** Records for the task **
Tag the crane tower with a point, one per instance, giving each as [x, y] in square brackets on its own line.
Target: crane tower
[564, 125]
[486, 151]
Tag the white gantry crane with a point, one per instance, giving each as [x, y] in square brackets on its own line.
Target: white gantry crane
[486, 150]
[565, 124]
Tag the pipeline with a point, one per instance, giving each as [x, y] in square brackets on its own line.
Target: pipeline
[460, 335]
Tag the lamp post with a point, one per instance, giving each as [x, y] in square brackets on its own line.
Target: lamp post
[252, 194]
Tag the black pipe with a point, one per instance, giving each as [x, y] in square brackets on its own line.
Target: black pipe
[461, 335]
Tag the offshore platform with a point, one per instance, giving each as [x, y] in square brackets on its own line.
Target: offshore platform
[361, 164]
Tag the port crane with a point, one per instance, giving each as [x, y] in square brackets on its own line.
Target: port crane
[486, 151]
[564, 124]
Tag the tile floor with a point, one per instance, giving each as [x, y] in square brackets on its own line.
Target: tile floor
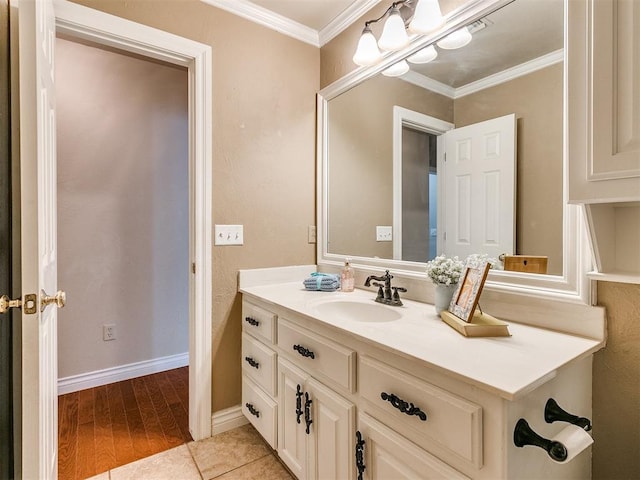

** Work instructions **
Take every line in the preceding listing that contains "tile" and copy it.

** Your response **
Tag the tile floor with a point, one per instance, giving each as [x, y] in square brackets on its own line.
Target: tile floor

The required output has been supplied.